Given request 1 -> Among the entries, begin at the line that contains "Every instance of the black" and stop after the line that contains "x=447, y=279". Turn those lines into a numbered list, leaving out any blank lines.

1. [FIXME's](#head-1)
1. [Login](#head-2)
1. [Set dataset formats](#head-3)
1. [Create and pull train dataset](#head-4)
1. [Create and pull val dataset](#head-5)
1. [Create and pull test dataset](#head-6)
1. [List the created datasets](#head-7)
1. [Create an experiment](#head-8)
1. [List experiments](#head-9)
1. [Assign train, eval datasets](#head-10)
1. [Assign PTM](#head-11)
1. [Actions](#head-14)
1. [Train](#head-14)
1. [Delete experiment](#head-21)
1. [Delete dataset](#head-22)

### Requirements
Please find the server requirements [here](https://docs.nvidia.com/tao/tao-toolkit/text/tao_toolkit_api/api_setup.html#)

In [None]:
import json
import os
import requests
import time
from IPython.display import clear_output
import glob
from remove_corrupted_images import remove_corrupted_images_workflow

### To see the dataset folder structure required for the models supported in this notebook, visit the notebooks under dataset_prepare like for [this notebook](../dataset_prepare/classification.ipynb)

Supplied data ->
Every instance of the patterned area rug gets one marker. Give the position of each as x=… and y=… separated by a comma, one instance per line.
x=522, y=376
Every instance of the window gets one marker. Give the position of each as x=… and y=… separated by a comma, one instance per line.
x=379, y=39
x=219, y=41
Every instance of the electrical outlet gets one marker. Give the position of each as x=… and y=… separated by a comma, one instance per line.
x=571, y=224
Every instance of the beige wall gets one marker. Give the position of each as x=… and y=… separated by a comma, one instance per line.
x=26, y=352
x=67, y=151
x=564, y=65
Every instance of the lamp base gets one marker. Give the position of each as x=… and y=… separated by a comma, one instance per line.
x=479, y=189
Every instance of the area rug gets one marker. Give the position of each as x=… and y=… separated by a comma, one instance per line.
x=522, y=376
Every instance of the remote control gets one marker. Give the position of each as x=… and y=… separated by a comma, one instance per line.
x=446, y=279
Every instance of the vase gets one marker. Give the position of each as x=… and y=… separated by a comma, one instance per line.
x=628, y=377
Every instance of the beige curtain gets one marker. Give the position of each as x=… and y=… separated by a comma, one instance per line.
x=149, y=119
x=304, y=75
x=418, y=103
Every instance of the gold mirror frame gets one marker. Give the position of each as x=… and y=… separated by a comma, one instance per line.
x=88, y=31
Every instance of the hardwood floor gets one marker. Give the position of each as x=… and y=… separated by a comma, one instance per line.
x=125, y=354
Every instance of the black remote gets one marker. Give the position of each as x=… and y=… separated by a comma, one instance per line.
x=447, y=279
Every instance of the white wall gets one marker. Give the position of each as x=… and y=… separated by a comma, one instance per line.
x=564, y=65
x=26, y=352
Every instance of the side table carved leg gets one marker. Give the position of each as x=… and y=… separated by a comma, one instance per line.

Given request 2 -> Return the passage of the notebook excerpt that begins at the words "1. [Login](#head-2)" and stops after the words "[Create an experiment](#head-8)", copied verbatim.

Right answer 1 ->
1. Every instance of the black remote gets one marker. Give the position of each as x=… and y=… separated by a comma, one instance per line.
2. x=447, y=279

Right answer 2 ->
1. [Login](#head-2)
1. [Set dataset formats](#head-3)
1. [Create and pull train dataset](#head-4)
1. [Create and pull val dataset](#head-5)
1. [Create and pull test dataset](#head-6)
1. [List the created datasets](#head-7)
1. [Create an experiment](#head-8)